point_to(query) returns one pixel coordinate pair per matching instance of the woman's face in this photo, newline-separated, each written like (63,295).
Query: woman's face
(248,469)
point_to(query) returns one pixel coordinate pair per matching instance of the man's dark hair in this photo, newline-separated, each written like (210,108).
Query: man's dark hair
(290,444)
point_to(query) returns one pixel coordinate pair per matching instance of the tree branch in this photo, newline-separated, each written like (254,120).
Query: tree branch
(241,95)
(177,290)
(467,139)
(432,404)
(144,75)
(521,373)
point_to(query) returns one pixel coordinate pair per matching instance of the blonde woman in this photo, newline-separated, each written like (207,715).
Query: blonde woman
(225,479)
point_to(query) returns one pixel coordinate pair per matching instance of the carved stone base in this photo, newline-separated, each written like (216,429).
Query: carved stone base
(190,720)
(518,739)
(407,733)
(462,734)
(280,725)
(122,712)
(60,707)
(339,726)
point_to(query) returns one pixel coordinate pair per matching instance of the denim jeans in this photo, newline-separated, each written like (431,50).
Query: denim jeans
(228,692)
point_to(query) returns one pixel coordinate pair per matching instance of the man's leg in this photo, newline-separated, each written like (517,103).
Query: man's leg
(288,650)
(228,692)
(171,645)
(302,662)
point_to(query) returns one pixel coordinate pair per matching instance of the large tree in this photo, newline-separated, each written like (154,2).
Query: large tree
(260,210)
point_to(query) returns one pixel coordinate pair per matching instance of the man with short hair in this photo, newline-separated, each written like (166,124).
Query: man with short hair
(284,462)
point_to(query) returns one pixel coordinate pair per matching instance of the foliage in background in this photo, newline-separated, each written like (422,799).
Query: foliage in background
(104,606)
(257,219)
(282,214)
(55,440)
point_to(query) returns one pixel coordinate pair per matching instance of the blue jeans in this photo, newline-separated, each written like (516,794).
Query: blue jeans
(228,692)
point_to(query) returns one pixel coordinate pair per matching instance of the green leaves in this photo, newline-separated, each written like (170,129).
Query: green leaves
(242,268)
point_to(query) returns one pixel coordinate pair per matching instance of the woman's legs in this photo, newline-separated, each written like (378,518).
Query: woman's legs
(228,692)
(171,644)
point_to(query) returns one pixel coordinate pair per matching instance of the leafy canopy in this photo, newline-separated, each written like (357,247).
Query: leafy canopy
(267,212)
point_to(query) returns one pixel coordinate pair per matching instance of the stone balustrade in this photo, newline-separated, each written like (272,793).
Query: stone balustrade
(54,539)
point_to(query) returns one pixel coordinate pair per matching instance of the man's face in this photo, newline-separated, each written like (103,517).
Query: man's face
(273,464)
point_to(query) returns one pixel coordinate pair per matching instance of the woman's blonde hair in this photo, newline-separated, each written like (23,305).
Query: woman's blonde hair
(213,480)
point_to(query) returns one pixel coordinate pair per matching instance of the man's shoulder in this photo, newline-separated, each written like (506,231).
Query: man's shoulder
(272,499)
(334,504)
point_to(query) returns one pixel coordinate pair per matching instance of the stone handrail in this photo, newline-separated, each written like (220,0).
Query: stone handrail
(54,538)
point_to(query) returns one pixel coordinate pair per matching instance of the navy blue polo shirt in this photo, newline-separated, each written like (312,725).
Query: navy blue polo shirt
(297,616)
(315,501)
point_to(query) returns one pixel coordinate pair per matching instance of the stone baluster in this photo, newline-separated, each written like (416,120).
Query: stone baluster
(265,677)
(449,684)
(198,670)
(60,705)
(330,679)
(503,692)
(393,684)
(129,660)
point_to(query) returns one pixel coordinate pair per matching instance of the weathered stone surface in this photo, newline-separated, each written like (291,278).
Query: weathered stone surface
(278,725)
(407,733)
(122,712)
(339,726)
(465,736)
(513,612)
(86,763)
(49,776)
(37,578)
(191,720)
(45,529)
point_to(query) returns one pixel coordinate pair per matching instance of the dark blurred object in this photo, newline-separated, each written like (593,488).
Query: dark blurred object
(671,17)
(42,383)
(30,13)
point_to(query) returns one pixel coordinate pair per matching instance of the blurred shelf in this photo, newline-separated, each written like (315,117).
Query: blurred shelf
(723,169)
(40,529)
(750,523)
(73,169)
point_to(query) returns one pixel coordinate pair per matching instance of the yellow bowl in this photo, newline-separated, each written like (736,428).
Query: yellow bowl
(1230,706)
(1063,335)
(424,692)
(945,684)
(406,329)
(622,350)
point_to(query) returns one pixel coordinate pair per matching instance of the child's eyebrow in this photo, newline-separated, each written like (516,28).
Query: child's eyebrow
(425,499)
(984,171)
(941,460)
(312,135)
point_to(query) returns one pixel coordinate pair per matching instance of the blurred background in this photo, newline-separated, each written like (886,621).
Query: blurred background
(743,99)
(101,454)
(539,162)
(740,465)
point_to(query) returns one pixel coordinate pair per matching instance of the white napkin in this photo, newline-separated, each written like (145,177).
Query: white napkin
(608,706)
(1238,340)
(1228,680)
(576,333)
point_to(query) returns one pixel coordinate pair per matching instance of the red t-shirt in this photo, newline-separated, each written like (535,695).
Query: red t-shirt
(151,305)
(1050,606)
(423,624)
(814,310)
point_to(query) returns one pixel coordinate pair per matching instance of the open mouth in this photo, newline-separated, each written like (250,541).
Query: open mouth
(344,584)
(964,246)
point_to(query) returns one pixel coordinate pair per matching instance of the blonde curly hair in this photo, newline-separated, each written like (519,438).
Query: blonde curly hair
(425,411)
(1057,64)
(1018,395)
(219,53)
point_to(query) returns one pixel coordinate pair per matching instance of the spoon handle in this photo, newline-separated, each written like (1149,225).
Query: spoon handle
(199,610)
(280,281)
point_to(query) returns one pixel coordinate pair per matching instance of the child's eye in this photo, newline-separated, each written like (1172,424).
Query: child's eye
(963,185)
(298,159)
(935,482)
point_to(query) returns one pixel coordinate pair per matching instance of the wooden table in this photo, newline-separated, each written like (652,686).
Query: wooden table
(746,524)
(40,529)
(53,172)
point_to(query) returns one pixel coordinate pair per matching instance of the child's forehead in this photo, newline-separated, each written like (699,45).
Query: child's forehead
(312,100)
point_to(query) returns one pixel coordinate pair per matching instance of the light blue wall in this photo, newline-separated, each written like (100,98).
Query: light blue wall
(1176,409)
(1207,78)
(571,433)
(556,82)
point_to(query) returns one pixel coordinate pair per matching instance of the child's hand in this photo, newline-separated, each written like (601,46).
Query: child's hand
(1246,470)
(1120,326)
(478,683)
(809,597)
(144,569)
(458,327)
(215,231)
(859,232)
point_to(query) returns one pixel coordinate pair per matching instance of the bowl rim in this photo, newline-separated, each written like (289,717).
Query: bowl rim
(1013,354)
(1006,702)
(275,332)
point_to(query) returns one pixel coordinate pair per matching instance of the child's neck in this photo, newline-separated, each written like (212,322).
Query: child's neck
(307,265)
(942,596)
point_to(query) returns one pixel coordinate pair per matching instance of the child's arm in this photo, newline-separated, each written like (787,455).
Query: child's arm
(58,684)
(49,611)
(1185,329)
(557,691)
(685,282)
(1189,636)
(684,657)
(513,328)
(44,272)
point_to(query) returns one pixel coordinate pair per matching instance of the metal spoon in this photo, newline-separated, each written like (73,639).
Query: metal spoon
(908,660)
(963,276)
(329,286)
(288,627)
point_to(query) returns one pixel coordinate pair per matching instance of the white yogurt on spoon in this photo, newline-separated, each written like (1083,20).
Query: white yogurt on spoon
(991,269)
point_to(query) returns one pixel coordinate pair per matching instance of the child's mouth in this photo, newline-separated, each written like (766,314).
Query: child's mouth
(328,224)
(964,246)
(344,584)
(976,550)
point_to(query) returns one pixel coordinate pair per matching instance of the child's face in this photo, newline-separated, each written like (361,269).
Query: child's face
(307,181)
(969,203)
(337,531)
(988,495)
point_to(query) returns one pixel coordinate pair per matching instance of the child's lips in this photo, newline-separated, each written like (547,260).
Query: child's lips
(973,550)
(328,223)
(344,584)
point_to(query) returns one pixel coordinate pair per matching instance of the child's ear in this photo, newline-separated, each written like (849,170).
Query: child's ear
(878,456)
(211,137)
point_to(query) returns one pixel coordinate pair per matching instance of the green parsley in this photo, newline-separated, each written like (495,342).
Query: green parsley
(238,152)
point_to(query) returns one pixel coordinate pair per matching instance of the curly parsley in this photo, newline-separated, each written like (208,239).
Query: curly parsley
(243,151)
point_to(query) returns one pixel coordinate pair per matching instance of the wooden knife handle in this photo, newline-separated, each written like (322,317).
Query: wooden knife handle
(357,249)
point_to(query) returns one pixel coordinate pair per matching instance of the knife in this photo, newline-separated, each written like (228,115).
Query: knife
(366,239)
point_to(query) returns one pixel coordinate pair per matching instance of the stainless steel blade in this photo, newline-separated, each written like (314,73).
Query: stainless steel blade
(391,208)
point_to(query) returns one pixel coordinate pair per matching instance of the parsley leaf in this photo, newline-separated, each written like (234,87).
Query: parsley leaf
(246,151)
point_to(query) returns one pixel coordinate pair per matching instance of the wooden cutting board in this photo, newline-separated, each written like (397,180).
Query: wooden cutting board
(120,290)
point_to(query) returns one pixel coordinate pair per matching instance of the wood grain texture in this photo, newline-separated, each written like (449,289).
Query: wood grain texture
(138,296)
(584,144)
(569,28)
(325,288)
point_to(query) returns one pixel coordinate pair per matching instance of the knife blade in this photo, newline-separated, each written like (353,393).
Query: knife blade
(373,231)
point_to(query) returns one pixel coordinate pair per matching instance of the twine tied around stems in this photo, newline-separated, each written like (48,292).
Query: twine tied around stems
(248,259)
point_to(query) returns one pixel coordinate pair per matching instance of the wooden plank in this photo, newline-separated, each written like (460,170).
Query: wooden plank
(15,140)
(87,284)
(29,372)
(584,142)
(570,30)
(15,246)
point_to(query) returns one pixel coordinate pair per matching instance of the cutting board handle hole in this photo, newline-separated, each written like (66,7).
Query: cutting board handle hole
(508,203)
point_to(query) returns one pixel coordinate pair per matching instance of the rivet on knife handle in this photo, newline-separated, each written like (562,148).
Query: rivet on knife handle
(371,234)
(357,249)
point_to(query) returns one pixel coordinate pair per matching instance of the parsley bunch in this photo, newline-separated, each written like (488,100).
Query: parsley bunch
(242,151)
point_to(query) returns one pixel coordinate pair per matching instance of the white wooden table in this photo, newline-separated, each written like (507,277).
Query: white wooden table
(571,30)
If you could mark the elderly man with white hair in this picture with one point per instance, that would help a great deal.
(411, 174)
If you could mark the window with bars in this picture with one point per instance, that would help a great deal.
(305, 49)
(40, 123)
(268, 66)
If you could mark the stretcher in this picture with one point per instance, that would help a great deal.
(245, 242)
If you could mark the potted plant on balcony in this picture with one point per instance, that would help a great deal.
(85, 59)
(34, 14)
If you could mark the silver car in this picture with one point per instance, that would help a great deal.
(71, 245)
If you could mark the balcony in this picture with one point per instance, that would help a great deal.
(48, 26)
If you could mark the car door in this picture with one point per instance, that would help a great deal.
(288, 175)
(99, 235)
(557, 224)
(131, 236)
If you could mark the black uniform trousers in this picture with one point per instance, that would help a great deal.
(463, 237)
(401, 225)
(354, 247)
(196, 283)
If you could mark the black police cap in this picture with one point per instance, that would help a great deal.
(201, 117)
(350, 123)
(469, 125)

● ● ● ● ●

* PROBLEM DESCRIPTION *
Output exactly the lines from the one containing "If you could mark the stretcher" through the last line of the entries, both ends included.

* OUTPUT OF THE EXERCISE *
If you could mark the stretcher in this picture with one point per instance, that would help a great deal.
(245, 242)
If you could mark the potted plant on balcony in this picture with one point per instance, that would help a great deal.
(85, 59)
(34, 14)
If you could mark the silver car in this picture with one point per instance, that would help a great deal.
(71, 245)
If you could mark the balcony in this picture with one point per instance, that would help a great deal.
(48, 26)
If you could mark the car door in this picture with one point per instance, that would help a great deal.
(288, 175)
(99, 235)
(557, 224)
(131, 236)
If you could mark the black uniform trousers in this picture with one point per instance, that would help a great deal.
(463, 237)
(401, 225)
(354, 247)
(196, 283)
If you could mark the black police cap in this picture with one point per instance, that would help a great deal.
(201, 117)
(350, 123)
(469, 125)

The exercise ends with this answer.